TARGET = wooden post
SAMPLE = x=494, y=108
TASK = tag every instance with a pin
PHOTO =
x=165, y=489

━━━━━━━━━━━━━━━━

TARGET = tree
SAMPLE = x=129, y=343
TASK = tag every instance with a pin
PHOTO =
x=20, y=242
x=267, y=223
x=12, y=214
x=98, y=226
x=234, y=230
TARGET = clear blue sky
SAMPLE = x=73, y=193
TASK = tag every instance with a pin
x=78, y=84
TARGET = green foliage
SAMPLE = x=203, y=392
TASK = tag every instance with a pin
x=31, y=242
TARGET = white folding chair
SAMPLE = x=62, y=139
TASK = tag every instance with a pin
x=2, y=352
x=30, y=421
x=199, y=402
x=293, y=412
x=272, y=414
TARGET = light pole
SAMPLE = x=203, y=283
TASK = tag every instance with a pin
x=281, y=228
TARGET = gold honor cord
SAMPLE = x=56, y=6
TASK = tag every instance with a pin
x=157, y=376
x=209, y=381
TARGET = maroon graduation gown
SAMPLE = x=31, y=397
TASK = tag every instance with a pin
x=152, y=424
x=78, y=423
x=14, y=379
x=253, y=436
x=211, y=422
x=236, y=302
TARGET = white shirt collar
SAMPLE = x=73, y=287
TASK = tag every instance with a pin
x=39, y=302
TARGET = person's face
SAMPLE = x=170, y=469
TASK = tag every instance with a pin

━━━━━━━━━━━━━━━━

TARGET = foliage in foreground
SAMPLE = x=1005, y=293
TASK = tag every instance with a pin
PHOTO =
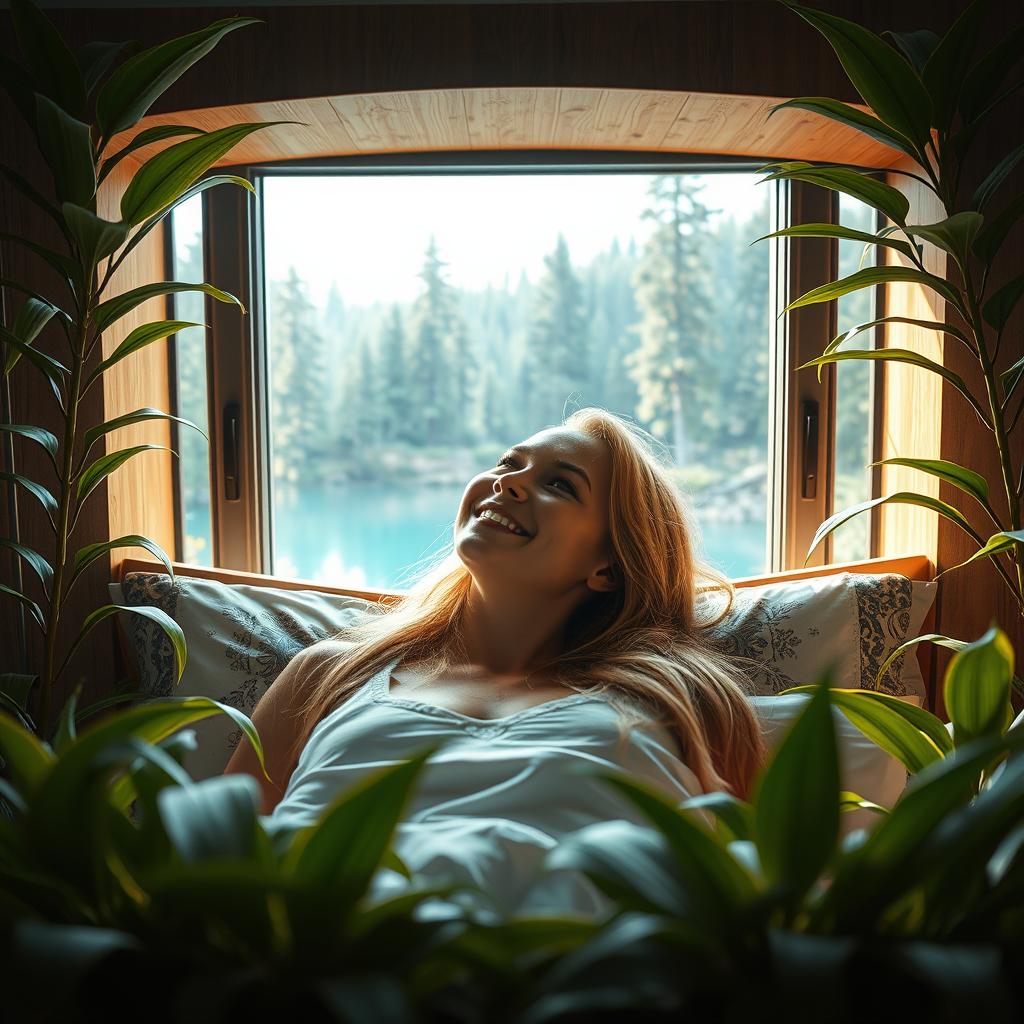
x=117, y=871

━━━━━━━━━━━━━━━━

# [Task to carry out]
Beginning with the line holding "SAMPLE = x=129, y=343" and ending with the line holding "SAMPLE = x=62, y=139", write out the stretch of material above exactly; add no further lines.

# [Output for this task]
SAMPLE = x=129, y=343
TASK = tag every instance with a pin
PHOTO =
x=20, y=242
x=267, y=223
x=12, y=214
x=98, y=226
x=234, y=230
TARGET = clear blue sky
SAMPLE = x=73, y=193
TASK = tag every instance with a pin
x=78, y=84
TARGET = green foliage
SAMPLE = x=203, y=392
TASK = tag every instance with a pin
x=31, y=242
TARGET = white folding chair
SAMPLE = x=62, y=139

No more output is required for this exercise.